*任务说明:* 节选文本中，制备慢病毒和AAV所用的质粒系统是什么，由谁提供？

*节选文本:*
基因治疗的核心挑战在于如何高效安全地将外源基因递送至靶细胞。尽管病毒载体如腺相关病毒（AAV）和慢病毒（lentivirus）因其天然感染能力被广泛使用，但在难转染细胞（如原代细胞）中仍面临摄取效率低、内体逃逸困难等问题。传统方法如电穿孔或化学修饰常伴随细胞损伤或操作复杂性，亟需开发更普适的解决方案。

美国明尼苏达大学药学院（College of Pharmacy, University of Minnesota）的研究团队另辟蹊径，从细胞穿透肽（CPP）的“旁观者效应”入手。他们此前发现，两亲性肽Transportan（TP）可通过触发巨胞饮作用（macropinocytosis）促进纳米颗粒的胞内递送。基于病毒与纳米颗粒的尺寸相似性，研究人员提出假设：TP共孵育能否提升病毒载体的基因递送效率？

研究以GFP标记的AAV和lentivirus为模型，通过流式细胞术和荧光成像定量分析转染效率，并结合细胞活力检测评估安全性。实验涵盖常规细胞系（如HEK293）及难转染的Raw264.7巨噬细胞、骨髓源性巨噬细胞（BMDMs）和视网膜色素上皮细胞（RPE），系统验证TP的普适性。

关键技术与方法

1. 病毒载体构建：使用Addgene提供的pLenti-GFP和pAAV-GFP质粒系统制备慢病毒和AAV；
2. 共孵育策略：将病毒与不同浓度TP简单混合后直接加入细胞培养体系；
3. 效率评估：通过流式细胞术定量GFP阳性细胞比例，荧光显微镜观察空间分布；
4. 机制探索：基于前期发现的TP诱导巨胞饮作用，推测病毒通过此途径内化。

*数据部分:*
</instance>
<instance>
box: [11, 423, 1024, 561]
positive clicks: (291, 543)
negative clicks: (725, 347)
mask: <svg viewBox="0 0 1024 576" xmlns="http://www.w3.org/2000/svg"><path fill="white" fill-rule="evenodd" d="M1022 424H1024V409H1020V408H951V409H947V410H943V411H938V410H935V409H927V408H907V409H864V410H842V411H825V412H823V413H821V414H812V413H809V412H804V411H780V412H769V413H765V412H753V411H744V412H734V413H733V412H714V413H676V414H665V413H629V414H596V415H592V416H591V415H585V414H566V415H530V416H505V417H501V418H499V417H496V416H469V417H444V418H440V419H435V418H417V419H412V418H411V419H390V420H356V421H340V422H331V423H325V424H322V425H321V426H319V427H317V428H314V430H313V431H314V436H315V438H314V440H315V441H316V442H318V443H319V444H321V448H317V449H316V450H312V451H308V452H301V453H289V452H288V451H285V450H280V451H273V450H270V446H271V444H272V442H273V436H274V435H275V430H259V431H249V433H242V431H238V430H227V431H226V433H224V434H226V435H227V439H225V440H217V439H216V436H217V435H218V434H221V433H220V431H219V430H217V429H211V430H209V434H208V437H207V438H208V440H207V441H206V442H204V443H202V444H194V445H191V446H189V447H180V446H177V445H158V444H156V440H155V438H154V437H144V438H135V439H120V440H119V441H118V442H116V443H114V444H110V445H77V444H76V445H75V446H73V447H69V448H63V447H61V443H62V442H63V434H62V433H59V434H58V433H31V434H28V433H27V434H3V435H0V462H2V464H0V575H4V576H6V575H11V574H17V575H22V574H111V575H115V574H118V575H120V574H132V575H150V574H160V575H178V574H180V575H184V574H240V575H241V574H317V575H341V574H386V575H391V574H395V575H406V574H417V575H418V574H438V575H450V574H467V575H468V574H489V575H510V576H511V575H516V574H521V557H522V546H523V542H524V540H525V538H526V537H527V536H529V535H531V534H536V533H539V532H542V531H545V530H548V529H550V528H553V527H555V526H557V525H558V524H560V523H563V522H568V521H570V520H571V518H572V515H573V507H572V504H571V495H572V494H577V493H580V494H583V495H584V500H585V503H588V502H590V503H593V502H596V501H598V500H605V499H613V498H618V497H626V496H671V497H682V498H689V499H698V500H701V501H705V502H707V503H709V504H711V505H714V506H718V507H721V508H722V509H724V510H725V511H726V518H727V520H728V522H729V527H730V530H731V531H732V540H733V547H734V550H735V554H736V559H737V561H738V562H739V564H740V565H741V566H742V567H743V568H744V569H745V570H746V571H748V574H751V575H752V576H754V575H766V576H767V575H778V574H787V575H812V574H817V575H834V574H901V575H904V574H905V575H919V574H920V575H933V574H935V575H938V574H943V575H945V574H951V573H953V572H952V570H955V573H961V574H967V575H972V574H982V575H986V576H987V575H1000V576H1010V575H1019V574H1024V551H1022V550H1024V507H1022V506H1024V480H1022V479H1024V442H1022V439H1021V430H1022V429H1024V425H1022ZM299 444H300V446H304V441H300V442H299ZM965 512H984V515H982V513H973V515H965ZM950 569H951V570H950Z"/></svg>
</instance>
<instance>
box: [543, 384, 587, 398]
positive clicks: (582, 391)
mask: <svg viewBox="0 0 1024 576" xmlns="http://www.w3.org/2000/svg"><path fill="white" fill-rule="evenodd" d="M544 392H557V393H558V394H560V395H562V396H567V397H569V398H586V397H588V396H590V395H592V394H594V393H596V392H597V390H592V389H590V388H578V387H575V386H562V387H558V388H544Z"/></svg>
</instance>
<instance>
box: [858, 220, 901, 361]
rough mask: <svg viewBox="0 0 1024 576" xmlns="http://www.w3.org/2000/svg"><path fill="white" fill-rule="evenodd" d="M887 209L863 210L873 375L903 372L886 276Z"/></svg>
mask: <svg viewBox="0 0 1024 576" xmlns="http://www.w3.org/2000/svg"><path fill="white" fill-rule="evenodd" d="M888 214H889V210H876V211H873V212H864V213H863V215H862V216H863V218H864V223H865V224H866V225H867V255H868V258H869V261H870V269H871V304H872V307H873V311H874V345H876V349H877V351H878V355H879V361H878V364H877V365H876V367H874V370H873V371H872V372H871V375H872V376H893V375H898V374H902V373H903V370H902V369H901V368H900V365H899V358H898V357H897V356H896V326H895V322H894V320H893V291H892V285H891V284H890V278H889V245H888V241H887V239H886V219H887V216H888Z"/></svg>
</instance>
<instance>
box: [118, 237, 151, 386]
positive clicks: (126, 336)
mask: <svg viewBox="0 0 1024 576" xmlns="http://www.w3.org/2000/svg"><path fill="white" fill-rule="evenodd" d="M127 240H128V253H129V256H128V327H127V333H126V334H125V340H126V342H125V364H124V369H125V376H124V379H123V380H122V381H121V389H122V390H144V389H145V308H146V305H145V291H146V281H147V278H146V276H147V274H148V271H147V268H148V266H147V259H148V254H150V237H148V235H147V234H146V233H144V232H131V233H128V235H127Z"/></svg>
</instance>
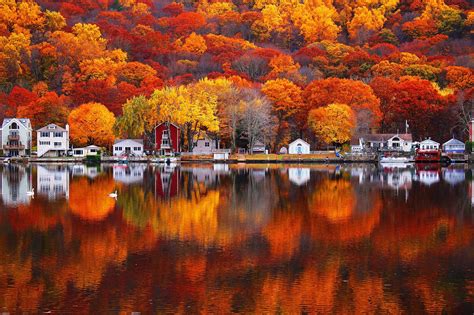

*完成答案:* 由Addgene提供的pLenti-GFP和pAAV-GFP质粒系统。